§ YOUR ASSIGNMENT
Output all of the entries beneath, exactly as written.

§ DATA LISTING
============

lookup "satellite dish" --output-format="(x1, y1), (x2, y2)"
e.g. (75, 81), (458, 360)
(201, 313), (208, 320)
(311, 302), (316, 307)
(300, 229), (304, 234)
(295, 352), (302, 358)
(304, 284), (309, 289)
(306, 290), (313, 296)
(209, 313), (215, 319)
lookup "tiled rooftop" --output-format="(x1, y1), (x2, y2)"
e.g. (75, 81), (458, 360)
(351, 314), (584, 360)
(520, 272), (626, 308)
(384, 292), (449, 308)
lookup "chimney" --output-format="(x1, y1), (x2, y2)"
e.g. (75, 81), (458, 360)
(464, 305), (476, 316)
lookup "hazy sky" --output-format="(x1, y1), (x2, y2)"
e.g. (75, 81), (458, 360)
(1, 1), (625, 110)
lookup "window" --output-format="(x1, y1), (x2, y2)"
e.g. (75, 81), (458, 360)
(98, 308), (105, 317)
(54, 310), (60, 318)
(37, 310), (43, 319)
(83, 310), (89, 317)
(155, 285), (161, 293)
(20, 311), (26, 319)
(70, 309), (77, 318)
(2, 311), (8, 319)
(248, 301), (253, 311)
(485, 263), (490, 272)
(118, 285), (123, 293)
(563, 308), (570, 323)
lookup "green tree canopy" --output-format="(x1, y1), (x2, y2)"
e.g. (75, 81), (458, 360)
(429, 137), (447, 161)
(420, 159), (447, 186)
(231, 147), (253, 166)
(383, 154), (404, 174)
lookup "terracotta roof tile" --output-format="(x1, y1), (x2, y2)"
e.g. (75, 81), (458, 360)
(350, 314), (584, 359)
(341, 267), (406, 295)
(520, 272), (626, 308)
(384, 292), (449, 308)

============

§ TASK ANSWER
lookup "satellite dish" --output-format="(x1, y1), (x2, y2)"
e.g. (75, 81), (458, 360)
(201, 313), (208, 320)
(311, 302), (316, 307)
(300, 229), (304, 234)
(295, 352), (302, 358)
(304, 284), (309, 289)
(306, 290), (313, 296)
(209, 313), (215, 319)
lookup "tiled rooftop" --output-format="(x1, y1), (x2, y2)"
e.g. (75, 81), (458, 360)
(351, 314), (584, 360)
(520, 272), (626, 308)
(384, 292), (449, 308)
lookup "chimney" --output-format="(x1, y1), (x2, y2)"
e.g. (75, 81), (458, 360)
(464, 305), (476, 316)
lookup "hazy sky" --output-format="(x1, y1), (x2, y2)"
e.g. (75, 81), (458, 360)
(1, 1), (625, 110)
lookup "window" --output-format="(x1, y1), (x2, y2)"
e.g. (75, 81), (458, 360)
(98, 308), (105, 317)
(54, 310), (60, 318)
(37, 310), (43, 319)
(83, 310), (89, 317)
(155, 285), (161, 293)
(20, 311), (26, 319)
(70, 309), (77, 318)
(2, 311), (8, 319)
(248, 301), (253, 311)
(485, 263), (490, 272)
(118, 285), (123, 293)
(563, 308), (570, 323)
lookup "green tree canopy" --output-format="(x1, y1), (x2, y2)"
e.g. (75, 81), (458, 360)
(429, 137), (447, 161)
(420, 159), (447, 186)
(231, 147), (253, 166)
(383, 154), (404, 174)
lookup "terracotta roof tile" --output-format="(x1, y1), (x2, y2)"
e.g. (75, 81), (458, 360)
(350, 314), (584, 359)
(341, 267), (406, 295)
(520, 272), (626, 308)
(384, 292), (449, 308)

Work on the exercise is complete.